一天一道LeetCode系列

(一)题目:

Given an array S of n integers, find three integers in S such that the sum is closest to a given number, target. Return the sum of the three integers. You may assume that each input would have exactly one solution.

For example, given array S = {-1 2 1 -4}, and target = 1. The sum that

is closest to the target is 2. (-1 + 2 + 1 = 2).

(二)解题

直接用三重循环,然后考虑到重复的数字,则需要先排序,以便于后续去重。

其次,当等于target时,则直接返回

class Solution {
public:
    int threeSumClosest(vector<int>& nums, int target) {
        int min = 2147438647;
        int key =0;
        std::sort(nums.begin() , nums.end());
        for(int i = 0  ; i < nums.size()-2 ; )
        {
            for(int j = i+1 ; j < nums.size()-1 ;)
            {
                for(int k = j+1 ; k < nums.size() ; )

数据内容 →
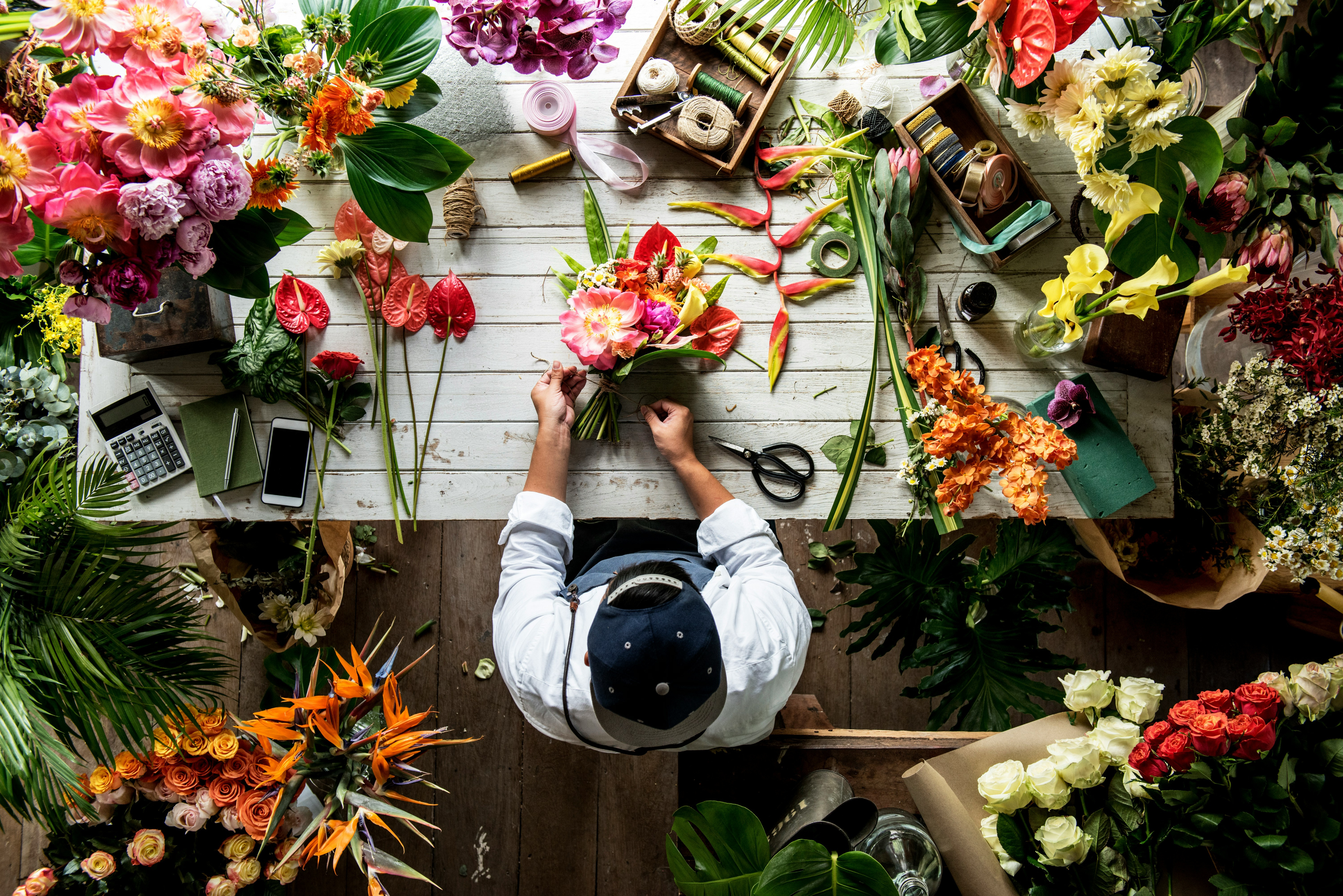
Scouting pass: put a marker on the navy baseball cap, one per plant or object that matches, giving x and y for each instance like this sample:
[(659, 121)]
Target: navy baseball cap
[(657, 672)]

任务列表 →
**1.** 判断以下三条说法是否与原文一致:(a) 解题方法使用了三重循环;(b) 先排序是为了便于后续去重;(c) 题目允许每个输入存在多个解。每条请回答“是”或“否”,并准确引用原文中起决定作用的词句。
**2.** 根据原文,说明解题时为什么要先对数组排序,用一到三句话作答。
**3.** 请重写原文中以含有“一天一道LeetCode系列”的词句开头、到“exactly one solution.”为止的部分,并将其中的“integers”替换为“numbers”。

参考答案 →
**1.**
(a) 是。“直接用三重循环”
(b) 是。“则需要先排序,以便于后续去重”
(c) 否。“You may assume that each input would have exactly one solution.”

**2.** 原文指出,数组中可能有重复的数字。先对数组排序,便于后续去重。

**3.**
一天一道LeetCode系列

(一)题目:

Given an array S of n numbers, find three numbers in S such that the sum is closest to a given number, target. Return the sum of the three numbers. You may assume that each input would have exactly one solution.